# Instructions for the task:
The listing below is to be reproduced in full, exactly as given.
········
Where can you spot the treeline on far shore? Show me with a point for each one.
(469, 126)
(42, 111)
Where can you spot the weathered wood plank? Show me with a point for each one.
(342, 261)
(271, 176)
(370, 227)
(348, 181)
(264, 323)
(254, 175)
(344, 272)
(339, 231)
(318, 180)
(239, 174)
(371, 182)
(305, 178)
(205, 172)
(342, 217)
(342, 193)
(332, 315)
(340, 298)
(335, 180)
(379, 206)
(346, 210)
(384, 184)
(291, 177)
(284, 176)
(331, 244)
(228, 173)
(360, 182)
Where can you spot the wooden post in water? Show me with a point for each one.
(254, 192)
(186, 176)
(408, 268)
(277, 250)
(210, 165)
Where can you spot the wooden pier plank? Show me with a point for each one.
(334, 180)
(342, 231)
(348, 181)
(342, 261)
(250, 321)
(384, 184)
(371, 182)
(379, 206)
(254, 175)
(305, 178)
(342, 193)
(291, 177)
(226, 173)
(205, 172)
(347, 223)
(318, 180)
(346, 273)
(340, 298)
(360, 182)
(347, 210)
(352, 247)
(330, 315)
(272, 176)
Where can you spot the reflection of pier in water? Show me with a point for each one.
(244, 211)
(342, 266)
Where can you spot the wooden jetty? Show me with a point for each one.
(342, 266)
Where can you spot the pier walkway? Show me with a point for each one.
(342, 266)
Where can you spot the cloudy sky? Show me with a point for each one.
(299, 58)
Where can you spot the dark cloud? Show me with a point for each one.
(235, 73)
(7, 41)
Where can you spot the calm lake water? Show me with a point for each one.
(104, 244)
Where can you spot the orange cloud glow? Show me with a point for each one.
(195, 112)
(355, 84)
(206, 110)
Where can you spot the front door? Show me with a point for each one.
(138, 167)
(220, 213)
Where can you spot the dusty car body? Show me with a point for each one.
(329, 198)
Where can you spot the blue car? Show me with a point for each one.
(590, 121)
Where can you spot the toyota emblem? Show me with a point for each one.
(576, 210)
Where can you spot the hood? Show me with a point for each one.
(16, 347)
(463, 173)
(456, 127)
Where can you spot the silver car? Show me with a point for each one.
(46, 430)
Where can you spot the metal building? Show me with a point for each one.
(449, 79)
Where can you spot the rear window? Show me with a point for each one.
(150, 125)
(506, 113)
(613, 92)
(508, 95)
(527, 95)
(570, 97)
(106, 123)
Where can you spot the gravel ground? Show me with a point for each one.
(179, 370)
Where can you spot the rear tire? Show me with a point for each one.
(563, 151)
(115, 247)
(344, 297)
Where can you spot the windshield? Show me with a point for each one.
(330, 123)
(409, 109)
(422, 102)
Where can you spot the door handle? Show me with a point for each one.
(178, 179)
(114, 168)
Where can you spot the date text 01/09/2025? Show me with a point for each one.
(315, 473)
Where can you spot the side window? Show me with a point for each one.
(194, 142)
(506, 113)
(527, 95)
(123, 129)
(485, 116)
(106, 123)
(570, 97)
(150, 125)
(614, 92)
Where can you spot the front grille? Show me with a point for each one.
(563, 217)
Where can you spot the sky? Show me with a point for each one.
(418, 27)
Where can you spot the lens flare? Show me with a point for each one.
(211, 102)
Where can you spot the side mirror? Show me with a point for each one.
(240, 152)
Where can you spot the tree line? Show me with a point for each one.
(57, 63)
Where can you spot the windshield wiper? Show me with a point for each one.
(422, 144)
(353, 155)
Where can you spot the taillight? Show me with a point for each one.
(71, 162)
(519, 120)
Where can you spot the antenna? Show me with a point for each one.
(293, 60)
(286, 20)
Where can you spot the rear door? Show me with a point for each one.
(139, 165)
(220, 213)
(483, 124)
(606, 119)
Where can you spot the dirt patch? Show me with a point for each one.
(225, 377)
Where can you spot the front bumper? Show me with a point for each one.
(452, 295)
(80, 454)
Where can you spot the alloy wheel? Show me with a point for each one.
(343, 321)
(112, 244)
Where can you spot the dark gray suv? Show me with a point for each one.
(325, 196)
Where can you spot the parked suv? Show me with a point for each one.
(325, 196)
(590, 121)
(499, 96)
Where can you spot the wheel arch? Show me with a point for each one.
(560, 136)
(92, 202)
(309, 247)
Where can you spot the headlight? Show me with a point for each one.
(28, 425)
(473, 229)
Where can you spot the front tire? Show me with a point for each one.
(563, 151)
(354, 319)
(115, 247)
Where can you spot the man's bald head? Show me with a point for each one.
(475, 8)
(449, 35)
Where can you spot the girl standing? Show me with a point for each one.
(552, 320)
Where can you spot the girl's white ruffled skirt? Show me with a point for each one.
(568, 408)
········
# Your solution:
Where can you spot the treeline on far shore? Show me with a point for each one.
(469, 126)
(42, 111)
Where can you spot the weathered wood plank? Show me with a point for each one.
(342, 261)
(271, 176)
(370, 227)
(348, 181)
(264, 323)
(254, 175)
(344, 272)
(339, 231)
(318, 180)
(239, 174)
(371, 182)
(305, 178)
(205, 172)
(342, 217)
(342, 193)
(332, 315)
(340, 298)
(335, 180)
(379, 206)
(346, 210)
(384, 184)
(291, 177)
(284, 176)
(331, 244)
(228, 173)
(360, 182)
Where can you spot the wooden post in water? Show me with a point for each one.
(254, 192)
(186, 176)
(408, 268)
(277, 250)
(210, 165)
Where can you spot the wooden pier plank? Show me with a point for each one.
(334, 180)
(342, 231)
(348, 181)
(342, 261)
(250, 321)
(384, 184)
(371, 182)
(379, 206)
(254, 175)
(305, 178)
(342, 193)
(291, 177)
(226, 173)
(205, 172)
(347, 223)
(318, 180)
(346, 273)
(340, 298)
(360, 182)
(347, 210)
(352, 247)
(330, 315)
(272, 176)
Where can you spot the reflection of pier in water? Show me with a point for each one.
(244, 211)
(342, 266)
Where can you spot the wooden jetty? Show me with a point for each one.
(342, 266)
Where can you spot the pier walkway? Show me with a point for each one.
(342, 266)
Where can you spot the cloudy sky? Show me with a point for each one.
(299, 58)
Where can you spot the dark cloud? Show me with a point for each one.
(235, 73)
(7, 41)
Where can you spot the calm lake water? Show me with a point for each one.
(104, 244)
Where can you spot the orange cloud glow? Show me with a point for each one.
(195, 112)
(355, 84)
(206, 110)
Where can you spot the front door? Show me with a point for each one.
(138, 167)
(220, 213)
Where can you spot the dusty car body? Show me with a point for each one.
(329, 198)
Where can you spot the blue car? Show me with a point for each one.
(590, 121)
Where can you spot the toyota emblem? Show me with a point for each one.
(576, 210)
Where can you spot the hood? Show me with a point for each one.
(16, 347)
(463, 173)
(456, 127)
Where can you spot the silver car? Show me with a point for each one.
(46, 430)
Where can you spot the metal building? Show me with a point for each one.
(449, 79)
Where can you spot the rear window? Show me with a point for each one.
(150, 125)
(506, 113)
(613, 92)
(508, 95)
(527, 95)
(570, 97)
(106, 123)
Where can you spot the gravel ground? Show me with a point for each one.
(179, 370)
Where can you spot the rear tire? Show me with a point for each one.
(563, 151)
(115, 247)
(344, 297)
Where can you spot the windshield? Show me with a point for each one.
(330, 123)
(409, 109)
(422, 102)
Where can you spot the door handle? Show me with a point for each one.
(178, 179)
(114, 168)
Where can you spot the date text 01/09/2025? Show me with a point for each one.
(315, 473)
Where can you spot the side window? Show me with a point for each one.
(194, 142)
(506, 113)
(527, 95)
(123, 129)
(485, 116)
(106, 123)
(570, 97)
(150, 125)
(614, 92)
Where can you spot the front grille? Show me with a point for each one.
(563, 217)
Where can you spot the sky? Show me with a point for each one.
(418, 27)
Where can you spot the lens flare? Show me with a point for each one.
(211, 102)
Where can you spot the side mirror? Show me with a point for each one.
(240, 152)
Where can you spot the tree line? Show me with a point for each one.
(57, 63)
Where can you spot the windshield wiper? Show me with a point for each one.
(422, 144)
(353, 155)
Where can you spot the taillight? Show me with a point for each one.
(71, 162)
(519, 120)
Where can you spot the antenna? Show me with a point for each one.
(293, 60)
(286, 20)
Where can you spot the rear door? Show me with a point for each one.
(139, 165)
(220, 213)
(483, 124)
(606, 119)
Where can you spot the dirt patch? Show me with a point for each one.
(225, 377)
Where can you spot the front bumper? Show me with a point for each one.
(452, 295)
(80, 454)
Where can you spot the alloy wheel? Show me with a point for each one.
(343, 321)
(112, 244)
Where can you spot the dark gray suv? Show me with a point for each one.
(325, 196)
Where can you spot the parked suv? Show me with a point for each one.
(325, 196)
(590, 121)
(499, 96)
Where can you spot the wheel arch? Show me with a point for each one.
(560, 136)
(92, 202)
(309, 247)
Where can you spot the headlight? Show me with a point for each one.
(28, 425)
(473, 229)
Where can you spot the front tire? Show me with a point for each one.
(563, 151)
(354, 319)
(115, 247)
Where can you spot the man's bald head? Show me with a point for each one.
(475, 8)
(449, 35)
Where can you spot the girl standing? Show me with a point for each one.
(552, 320)
Where can you spot the girl's white ruffled skirt? Show me with a point for each one.
(568, 408)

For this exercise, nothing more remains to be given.